# [DOCUMENT PASSAGE]
The trial on elderly men and women living in Chicago found that those who reported eating fish at least once a week had a slower decline in mental function than peers who did not eat fish as often - about 10 per cent less per year.
For those eating two or more fish meals a week the rate of cognitive decline was 13 per cent slower than non-fish eaters, revealed the study published online yesterday, ahead of the December print issue of the Archives of Neurology (vol 62, 1-5).
This is equivalent to "being three or four years younger in age", the authors said.
But although earlier studies have found an association between intake of omega-3s - the fatty acid found in high quantities in oily fish - and reduced risk of dementia, the new trial failed to link the presence of these fats in the diet with slower cognitive decline.
"The evidence for association between the different types of omega-3 fatty acids and cognitive change was weak at best," write Martha Clare Morris of Rush University Medical Center in Chicago and colleagues.
These findings conflict with previous studies showing strong reductions in Alzheimer's disease risk among people with high intake of omega-3s, DHA and alpha-linoleic acid.
"We can only speculate that perhaps dietary omega-3 fatty acids have little impact on milder forms of cognitive decline," said the researchers.
In addition, the measurement of DHA and EPA may have been too imprecise to detect a link to cognitive decline, they added.
But there is also the possibility that nutrients in fish other than the fatty acids are protective against cognitive decline, and the Chicago researchers call for "more precise studies of the different dietary constituents of fish…[to] help to understand the nature of the association".
Their results were based on six years of data from an ongoing trial of more than 6,000 Chicago residents, aged at least 65 years old when first interviewed between 1993 and 1997.
The participants completed two follow-up interviews at three-year intervals, which included four standardized cognitive tests and dietary questions on the frequency of consumption of 139 different foods. They were also questioned on daily activities, exercise levels, alcohol consumption and medical history.
The researchers examined whether overall dietary consumption patterns accounted for the significant inverse association between cognitive decline and fish consumption, but the rate differences did not change after adjusting for consumption of fruit and vegetables.
Moreover the people who ate most fish tended to have an 'unfavourable risk profile for cognitive change', said the authors, as they were more often black, with lower alcohol intake and higher prevalence of heart conditions, putting them at higher risk of dementia.
The findings add to the strong evidence showing that fish consumption protects heart health. If further evidence confirms its benefits on the brain, changing dietary habits could be important for the growing ageing population around the world.
There are nearly 18 million people with dementia in the world and the most common cause of this dementia is Alzheimer's disease. By 2025 this figure will rise to 34 million, with 71 per cent of these likely to live in developing countries, making the need for prevention of the uncurable disease crucial.

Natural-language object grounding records

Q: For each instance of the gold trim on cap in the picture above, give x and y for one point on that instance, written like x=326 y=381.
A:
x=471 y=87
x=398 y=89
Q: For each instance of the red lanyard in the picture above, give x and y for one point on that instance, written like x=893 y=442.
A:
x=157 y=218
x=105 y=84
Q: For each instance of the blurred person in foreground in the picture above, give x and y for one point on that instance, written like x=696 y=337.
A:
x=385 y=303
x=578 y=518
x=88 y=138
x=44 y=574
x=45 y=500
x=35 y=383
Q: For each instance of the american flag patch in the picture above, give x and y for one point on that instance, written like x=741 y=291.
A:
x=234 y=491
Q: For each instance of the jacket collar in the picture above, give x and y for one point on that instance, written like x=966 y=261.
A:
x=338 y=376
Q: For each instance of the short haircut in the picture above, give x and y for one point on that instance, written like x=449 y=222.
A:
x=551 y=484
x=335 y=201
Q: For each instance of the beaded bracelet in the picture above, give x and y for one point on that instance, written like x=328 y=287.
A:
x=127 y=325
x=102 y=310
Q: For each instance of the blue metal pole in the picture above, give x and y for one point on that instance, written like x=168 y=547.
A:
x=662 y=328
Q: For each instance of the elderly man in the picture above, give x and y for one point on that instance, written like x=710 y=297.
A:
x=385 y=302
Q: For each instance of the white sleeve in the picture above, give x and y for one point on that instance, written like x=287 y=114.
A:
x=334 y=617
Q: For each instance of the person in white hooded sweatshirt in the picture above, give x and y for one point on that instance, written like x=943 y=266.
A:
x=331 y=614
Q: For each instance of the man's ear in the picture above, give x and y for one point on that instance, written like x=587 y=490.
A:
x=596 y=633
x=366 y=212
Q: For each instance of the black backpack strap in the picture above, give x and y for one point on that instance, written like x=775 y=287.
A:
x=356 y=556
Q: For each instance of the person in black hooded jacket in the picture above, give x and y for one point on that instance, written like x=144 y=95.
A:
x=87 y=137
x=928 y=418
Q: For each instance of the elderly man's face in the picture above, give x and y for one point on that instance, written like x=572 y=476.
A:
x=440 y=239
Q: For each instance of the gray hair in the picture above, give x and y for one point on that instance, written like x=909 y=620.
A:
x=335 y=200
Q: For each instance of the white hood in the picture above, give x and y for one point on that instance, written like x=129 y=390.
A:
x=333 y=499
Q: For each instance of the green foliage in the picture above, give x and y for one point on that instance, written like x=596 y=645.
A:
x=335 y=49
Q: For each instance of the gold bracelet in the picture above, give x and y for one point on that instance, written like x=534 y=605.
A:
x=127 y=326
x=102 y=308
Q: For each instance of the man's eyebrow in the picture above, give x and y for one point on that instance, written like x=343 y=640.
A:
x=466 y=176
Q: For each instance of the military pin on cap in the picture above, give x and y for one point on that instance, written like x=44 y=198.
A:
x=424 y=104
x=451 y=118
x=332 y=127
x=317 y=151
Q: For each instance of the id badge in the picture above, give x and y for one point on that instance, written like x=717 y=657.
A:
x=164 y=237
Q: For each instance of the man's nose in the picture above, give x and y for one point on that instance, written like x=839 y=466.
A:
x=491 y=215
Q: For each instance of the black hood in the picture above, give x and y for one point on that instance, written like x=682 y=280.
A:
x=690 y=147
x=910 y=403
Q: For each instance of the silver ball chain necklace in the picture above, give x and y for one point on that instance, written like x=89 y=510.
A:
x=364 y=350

# [EXERCISE BRIEF]
What does the article on fish and cognitive decline say from "Moreover the people" up to and including "around the world."? Quote that part word for word.

# [SOLUTION TO THIS PROBLEM]
Moreover the people who ate most fish tended to have an 'unfavourable risk profile for cognitive change', said the authors, as they were more often black, with lower alcohol intake and higher prevalence of heart conditions, putting them at higher risk of dementia.
The findings add to the strong evidence showing that fish consumption protects heart health. If further evidence confirms its benefits on the brain, changing dietary habits could be important for the growing ageing population around the world.